|From North Sikkim, India|
The goa (Procapra picticaudata), also known as the Tibetan gazelle, is a species of antelope that inhabits the Tibetan plateau.
The goa is a relatively small antelope, with slender and graceful bodies. Both males and females stand 54 to 65 centimetres (21 to 26 in) tall at the shoulder, measure 91 to 105 cm (36 to 41 in) in head-body length and weigh 13 to 16 kg (29 to 35 lb). Males have long, tapering, ridged horns, reaching lengths of 26 to 32 cm (10 to 13 in). The horns are positioned close together on the forehead, and rise more or less vertically until they suddenly diverge towards the tips. Females have no horns, and neither sex has distinct facial markings.
The goa is grayish brown over most of its body, with its summer coat being noticeably greyer in colour than its winter one. It has a short, black-tipped tail in the center of its heart-shaped white rump patches. Its fur lacks an undercoat, consisting of long guard hairs only, and is notably thicker in winter. It appears to have excellent senses, including keen eyesight and hearing. Its thin and long legs enhance its running skills, which are required to escape from predators.
The goa is native to the Tibetan plateau, and is widespread throughout the region, inhabiting terrain between 3,000 and 5,750 m (9,840 and 18,860 ft) in elevation. It is almost restricted to the Chinese provinces of Gansu, Xinjiang, Tibet, Qinghai, and Sichuan, with tiny populations in the Ladakh and Sikkim regions of India. No distinct subspecies of goa have been reported.

[Stored data entries]
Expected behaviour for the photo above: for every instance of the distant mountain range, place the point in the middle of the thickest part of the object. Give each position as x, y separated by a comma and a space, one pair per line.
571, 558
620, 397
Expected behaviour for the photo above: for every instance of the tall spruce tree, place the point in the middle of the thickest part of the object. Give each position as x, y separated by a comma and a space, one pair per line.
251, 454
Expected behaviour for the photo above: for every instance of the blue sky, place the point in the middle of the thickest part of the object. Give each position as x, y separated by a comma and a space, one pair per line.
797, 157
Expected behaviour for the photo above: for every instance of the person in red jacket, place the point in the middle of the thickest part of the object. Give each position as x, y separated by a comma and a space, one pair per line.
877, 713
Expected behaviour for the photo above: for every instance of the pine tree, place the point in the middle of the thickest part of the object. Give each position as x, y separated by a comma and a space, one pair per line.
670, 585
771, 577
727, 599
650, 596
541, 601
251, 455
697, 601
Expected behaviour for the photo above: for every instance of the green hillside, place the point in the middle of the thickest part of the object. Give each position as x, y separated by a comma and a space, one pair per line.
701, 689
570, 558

---

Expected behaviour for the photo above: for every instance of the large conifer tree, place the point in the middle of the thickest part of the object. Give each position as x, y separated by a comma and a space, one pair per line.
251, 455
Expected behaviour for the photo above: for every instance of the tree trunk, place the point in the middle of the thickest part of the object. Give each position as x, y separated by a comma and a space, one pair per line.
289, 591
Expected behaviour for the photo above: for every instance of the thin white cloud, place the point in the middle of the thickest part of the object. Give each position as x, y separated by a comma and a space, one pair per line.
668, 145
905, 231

■ PROBLEM 1 ■
Condense the paragraph of the goa passage that begins "The goa is grayish brown" into a bulleted list, keeping its main facts.
■ PROBLEM 2 ■
Proceed with the goa passage, picking up right after its final sentence.
The items play no part in the work on the goa passage.

■ ANSWER 1 ■
- Coloring: grayish brown over most of the body, with a greyer summer coat than winter coat
- Tail and rump: short, black-tipped tail in the center of heart-shaped white rump patches
- Fur: no undercoat, only long guard hairs; much thicker in winter
- Senses: apparently excellent, including keen eyesight and hearing
- Legs: thin and long, aiding the running needed to escape predators

■ ANSWER 2 ■
Alpine meadow and high elevation steppe are the primary habitats of the goa. It is scattered widely across its range, being present in numerous small herds spread wide apart; estimates of population density vary from 2.8 individuals per sq km to less than 0.1, depending on the local environment.
Unlike some other ungulates, goas do not form large herds, and are typically found in small family groups. Although they occasionally gather into larger aggregations, most goa groups contain no more than 10 individuals, and many are solitary. They have been noted to give short cries and calls to alert the herd on approach of a predator or other perceived threat.
Goas feed on a range of local vegetation, primarily forbs and legumes, supplemented by relatively small amounts of grasses and sedges. Their main local predators are the Himalayan wolf and the snow leopard.
For much of the year, the sexes remain separate, with the females grazing in higher altitude terrain than the males. The females descend from their high pastures around September, prior to the mating season in December. During the rut, the males are largely solitary, scent marking their territories and sometimes butting or wrestling rival males with their horns.
Gestation lasts around six months, with the single young being born between July and August. The infants remain hidden with their mother for the first two weeks of life, before rejoining the herd. The age of sexual maturity in goas is unknown, but is probably around 18 months. Goas have lived for up to five years and seven months in captivity.
Although goa populations have declined over recent years, they do not inhabit regions of high human population over most of their range, and do not significantly compete with local livestock. Because of their small size, they are not popular targets for hunting, and they are classified as a class II protected species in China. The primary threats to the goa in China are loss of habitat, due to encroachment on their natural ranges by pastoralists and the expansion of agriculture in the western provinces.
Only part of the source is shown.